Stated problem. Starting with the line with "Please scan the above image. Is any small" and going on through the line with "[406, 197, 419, 255]", change "wooded background" to "forest backdrop" and copy those records otherwise unaltered. Leave the pictures out of your answer.

####################

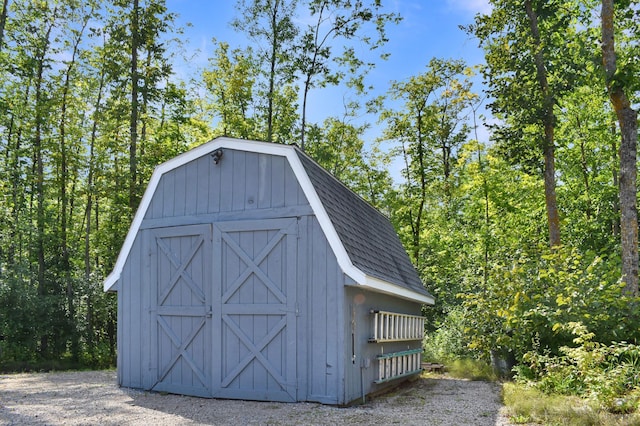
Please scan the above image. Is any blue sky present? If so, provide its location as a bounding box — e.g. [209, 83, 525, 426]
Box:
[167, 0, 489, 158]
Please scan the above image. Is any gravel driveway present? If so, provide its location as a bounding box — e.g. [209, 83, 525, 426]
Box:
[0, 371, 509, 426]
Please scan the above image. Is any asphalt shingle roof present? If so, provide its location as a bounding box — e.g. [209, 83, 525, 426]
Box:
[296, 148, 431, 296]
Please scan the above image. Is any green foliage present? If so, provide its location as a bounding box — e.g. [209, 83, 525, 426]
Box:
[422, 307, 471, 366]
[461, 248, 635, 356]
[518, 322, 640, 413]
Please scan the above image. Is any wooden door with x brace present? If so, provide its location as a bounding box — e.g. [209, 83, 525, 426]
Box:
[151, 218, 298, 401]
[150, 224, 212, 397]
[213, 218, 298, 401]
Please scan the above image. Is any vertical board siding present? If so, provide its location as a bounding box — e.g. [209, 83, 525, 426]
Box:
[118, 149, 364, 404]
[145, 149, 308, 219]
[306, 217, 342, 404]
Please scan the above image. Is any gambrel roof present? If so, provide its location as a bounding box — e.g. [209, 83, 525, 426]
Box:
[104, 137, 434, 304]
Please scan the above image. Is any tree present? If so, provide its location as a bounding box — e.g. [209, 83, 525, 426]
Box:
[600, 0, 638, 296]
[380, 58, 475, 270]
[202, 42, 258, 139]
[467, 0, 584, 247]
[232, 0, 298, 142]
[294, 0, 400, 150]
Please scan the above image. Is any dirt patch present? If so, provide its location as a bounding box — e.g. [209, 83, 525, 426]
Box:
[0, 371, 509, 426]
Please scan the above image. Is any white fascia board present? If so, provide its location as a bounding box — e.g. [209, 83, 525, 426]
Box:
[359, 275, 435, 305]
[104, 137, 297, 291]
[287, 148, 366, 283]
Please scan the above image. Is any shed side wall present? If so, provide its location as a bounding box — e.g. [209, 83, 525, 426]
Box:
[340, 286, 422, 404]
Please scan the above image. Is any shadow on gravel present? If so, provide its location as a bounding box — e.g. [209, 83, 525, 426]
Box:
[0, 371, 508, 426]
[129, 376, 508, 426]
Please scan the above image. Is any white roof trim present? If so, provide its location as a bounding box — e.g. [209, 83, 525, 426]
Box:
[361, 275, 435, 305]
[104, 137, 434, 304]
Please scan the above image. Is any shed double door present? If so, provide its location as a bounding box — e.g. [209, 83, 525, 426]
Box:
[152, 218, 297, 401]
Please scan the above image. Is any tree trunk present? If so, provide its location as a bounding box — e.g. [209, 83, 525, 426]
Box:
[267, 0, 280, 142]
[601, 0, 638, 296]
[129, 0, 140, 215]
[33, 10, 57, 355]
[0, 0, 9, 52]
[524, 0, 561, 248]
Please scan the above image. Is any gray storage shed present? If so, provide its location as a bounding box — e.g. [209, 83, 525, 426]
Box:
[104, 137, 433, 405]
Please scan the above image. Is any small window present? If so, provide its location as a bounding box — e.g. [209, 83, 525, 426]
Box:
[369, 310, 425, 343]
[374, 349, 422, 383]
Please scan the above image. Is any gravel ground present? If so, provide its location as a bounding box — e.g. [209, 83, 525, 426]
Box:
[0, 371, 509, 426]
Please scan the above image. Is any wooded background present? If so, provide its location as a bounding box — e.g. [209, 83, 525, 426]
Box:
[0, 0, 640, 369]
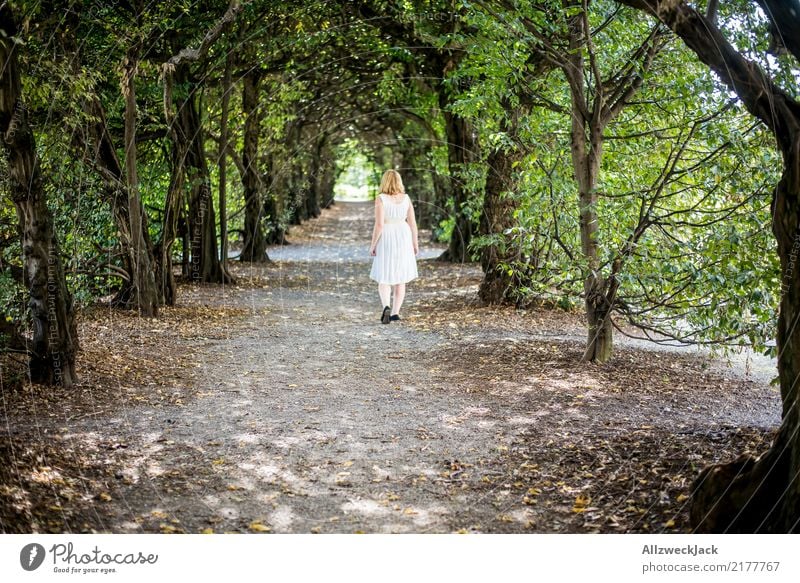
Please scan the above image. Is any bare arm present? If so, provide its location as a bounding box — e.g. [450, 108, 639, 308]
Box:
[369, 196, 383, 255]
[406, 197, 419, 255]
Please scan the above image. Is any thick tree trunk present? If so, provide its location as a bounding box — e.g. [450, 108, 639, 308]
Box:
[691, 175, 800, 533]
[622, 0, 800, 533]
[177, 76, 234, 283]
[263, 155, 287, 245]
[478, 148, 522, 304]
[154, 141, 183, 306]
[0, 9, 78, 387]
[122, 49, 160, 317]
[564, 15, 613, 363]
[439, 110, 477, 263]
[239, 69, 269, 263]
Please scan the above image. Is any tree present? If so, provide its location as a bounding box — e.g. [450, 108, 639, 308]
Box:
[0, 3, 78, 387]
[622, 0, 800, 532]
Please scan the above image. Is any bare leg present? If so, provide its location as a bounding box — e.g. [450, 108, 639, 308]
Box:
[378, 283, 392, 308]
[392, 283, 406, 316]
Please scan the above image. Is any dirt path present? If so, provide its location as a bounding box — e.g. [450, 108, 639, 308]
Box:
[0, 203, 780, 532]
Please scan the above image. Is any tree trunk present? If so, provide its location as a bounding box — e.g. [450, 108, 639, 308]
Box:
[122, 49, 160, 318]
[177, 76, 234, 283]
[690, 173, 800, 533]
[0, 4, 78, 387]
[239, 69, 269, 263]
[154, 141, 188, 306]
[439, 110, 477, 263]
[478, 148, 522, 304]
[564, 15, 613, 363]
[623, 0, 800, 533]
[219, 47, 234, 271]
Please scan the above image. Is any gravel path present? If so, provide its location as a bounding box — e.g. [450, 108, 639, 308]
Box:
[3, 203, 780, 533]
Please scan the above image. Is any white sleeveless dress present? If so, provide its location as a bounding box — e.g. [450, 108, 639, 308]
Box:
[369, 194, 417, 285]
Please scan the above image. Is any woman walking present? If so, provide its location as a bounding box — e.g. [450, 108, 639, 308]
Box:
[369, 170, 419, 324]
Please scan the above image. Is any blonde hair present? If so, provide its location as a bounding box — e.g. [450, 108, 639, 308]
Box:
[381, 170, 406, 194]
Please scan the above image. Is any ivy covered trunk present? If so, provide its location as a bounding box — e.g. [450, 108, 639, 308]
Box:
[239, 69, 269, 263]
[478, 148, 522, 304]
[122, 49, 161, 317]
[691, 168, 800, 533]
[0, 8, 78, 387]
[624, 0, 800, 533]
[439, 110, 477, 263]
[177, 71, 233, 283]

####################

Solution to this task.
Please scan the above image. Is any small window present? If so, provide its location as a bounding box — e.g. [209, 83, 525, 426]
Box:
[369, 310, 425, 343]
[374, 349, 422, 383]
Please scan the above image. Is any gravel ground present? If so, provide its location as a bounding box — e.g. [209, 83, 525, 426]
Box:
[0, 371, 509, 426]
Please scan the above image. Is any forest backdrop present? If so, provide its location as a bounding box — e.g. [209, 83, 525, 426]
Box:
[0, 0, 640, 369]
Please scan the above image. Is any bare arm present? If so, provide its location as a bounding box — e.g. [450, 108, 639, 308]
Box:
[369, 196, 383, 255]
[406, 197, 419, 255]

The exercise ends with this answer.